Task goal
Set down every entry again, exactly as it appears.

Provided material
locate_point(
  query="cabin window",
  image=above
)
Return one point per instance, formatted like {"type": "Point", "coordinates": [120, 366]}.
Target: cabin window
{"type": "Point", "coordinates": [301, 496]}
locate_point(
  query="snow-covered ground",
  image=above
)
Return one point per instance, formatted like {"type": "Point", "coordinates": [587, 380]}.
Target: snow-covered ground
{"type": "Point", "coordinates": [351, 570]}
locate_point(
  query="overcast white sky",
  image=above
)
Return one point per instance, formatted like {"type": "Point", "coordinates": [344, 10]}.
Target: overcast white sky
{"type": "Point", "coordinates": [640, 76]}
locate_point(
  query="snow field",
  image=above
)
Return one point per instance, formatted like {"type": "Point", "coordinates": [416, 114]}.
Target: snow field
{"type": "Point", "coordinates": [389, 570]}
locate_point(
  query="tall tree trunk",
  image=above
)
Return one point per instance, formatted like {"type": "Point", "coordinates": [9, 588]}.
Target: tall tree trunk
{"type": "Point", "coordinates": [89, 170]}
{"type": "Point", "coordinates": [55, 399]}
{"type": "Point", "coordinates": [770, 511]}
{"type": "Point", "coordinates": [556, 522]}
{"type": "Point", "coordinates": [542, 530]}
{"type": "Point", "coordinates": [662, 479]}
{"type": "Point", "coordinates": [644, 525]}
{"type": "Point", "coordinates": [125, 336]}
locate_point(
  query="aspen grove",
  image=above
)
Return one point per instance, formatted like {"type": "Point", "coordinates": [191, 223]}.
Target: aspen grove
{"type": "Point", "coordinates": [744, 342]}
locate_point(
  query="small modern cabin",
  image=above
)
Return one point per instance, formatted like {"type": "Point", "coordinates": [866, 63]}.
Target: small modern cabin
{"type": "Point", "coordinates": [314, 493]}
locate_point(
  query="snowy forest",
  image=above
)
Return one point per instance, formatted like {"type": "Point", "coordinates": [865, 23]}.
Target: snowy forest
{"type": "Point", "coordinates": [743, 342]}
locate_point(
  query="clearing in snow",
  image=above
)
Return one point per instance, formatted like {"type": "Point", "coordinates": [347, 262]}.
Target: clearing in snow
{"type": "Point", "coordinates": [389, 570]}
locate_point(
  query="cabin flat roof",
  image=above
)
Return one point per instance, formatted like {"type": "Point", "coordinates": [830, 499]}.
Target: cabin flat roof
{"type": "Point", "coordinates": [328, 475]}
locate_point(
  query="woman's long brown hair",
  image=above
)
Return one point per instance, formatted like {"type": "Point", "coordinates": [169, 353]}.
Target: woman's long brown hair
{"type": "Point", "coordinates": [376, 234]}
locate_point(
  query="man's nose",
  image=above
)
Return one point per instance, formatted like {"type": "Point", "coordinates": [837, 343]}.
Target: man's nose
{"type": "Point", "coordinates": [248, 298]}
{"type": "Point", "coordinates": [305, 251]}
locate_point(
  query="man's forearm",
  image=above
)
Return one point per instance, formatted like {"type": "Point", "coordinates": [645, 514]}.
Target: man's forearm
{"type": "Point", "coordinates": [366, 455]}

Solution below
locate_point(
  query="cabin window",
  image=above
)
Return one point per instance, formatted like {"type": "Point", "coordinates": [120, 366]}.
Target: cabin window
{"type": "Point", "coordinates": [301, 496]}
locate_point(
  query="snow-covered ground",
  image=above
)
Return one point per instance, formatted like {"type": "Point", "coordinates": [587, 380]}.
Target: snow-covered ground
{"type": "Point", "coordinates": [351, 570]}
locate_point(
  query="overcast white sky",
  image=above
)
Return one point per instance, formatted like {"type": "Point", "coordinates": [344, 10]}.
Target: overcast white sky
{"type": "Point", "coordinates": [640, 76]}
locate_point(
  query="snow field",
  image=above
)
Return one point per instance, formatted like {"type": "Point", "coordinates": [416, 114]}.
Target: snow field
{"type": "Point", "coordinates": [389, 570]}
locate_point(
  query="tall tree trunk",
  image=above
)
Return one point per instance, formatted like {"type": "Point", "coordinates": [9, 588]}.
Target: tall tree trunk
{"type": "Point", "coordinates": [89, 170]}
{"type": "Point", "coordinates": [55, 399]}
{"type": "Point", "coordinates": [770, 511]}
{"type": "Point", "coordinates": [556, 522]}
{"type": "Point", "coordinates": [542, 530]}
{"type": "Point", "coordinates": [662, 479]}
{"type": "Point", "coordinates": [644, 525]}
{"type": "Point", "coordinates": [125, 336]}
locate_point(
  query="aspen grove",
  image=above
)
Return one point per instance, formatted like {"type": "Point", "coordinates": [191, 223]}.
Target: aspen grove
{"type": "Point", "coordinates": [744, 342]}
locate_point(
  query="small modern cabin",
  image=above
)
Return one point per instance, formatted like {"type": "Point", "coordinates": [866, 63]}.
Target: small modern cabin
{"type": "Point", "coordinates": [314, 493]}
locate_point(
  query="snowy forest",
  image=above
)
Return one point per instance, formatted like {"type": "Point", "coordinates": [865, 23]}.
Target: snowy forest
{"type": "Point", "coordinates": [743, 342]}
locate_point(
  query="clearing in snow",
  image=above
)
Return one point per instance, formatted like {"type": "Point", "coordinates": [347, 262]}.
Target: clearing in snow
{"type": "Point", "coordinates": [389, 570]}
locate_point(
  query="cabin flat roof",
  image=above
)
Return one point per instance, formatted like {"type": "Point", "coordinates": [830, 499]}.
Target: cabin flat roof
{"type": "Point", "coordinates": [328, 475]}
locate_point(
  query="woman's long brown hair",
  image=above
)
Return one point per instance, formatted like {"type": "Point", "coordinates": [169, 353]}.
Target: woman's long brown hair
{"type": "Point", "coordinates": [376, 234]}
locate_point(
  query="man's nose",
  image=above
)
Return one point per instance, formatted like {"type": "Point", "coordinates": [837, 343]}.
Target: man's nose
{"type": "Point", "coordinates": [248, 298]}
{"type": "Point", "coordinates": [305, 251]}
locate_point(
  query="man's forearm",
  image=above
)
Return one point per instance, formatted like {"type": "Point", "coordinates": [645, 514]}.
Target: man's forearm
{"type": "Point", "coordinates": [366, 455]}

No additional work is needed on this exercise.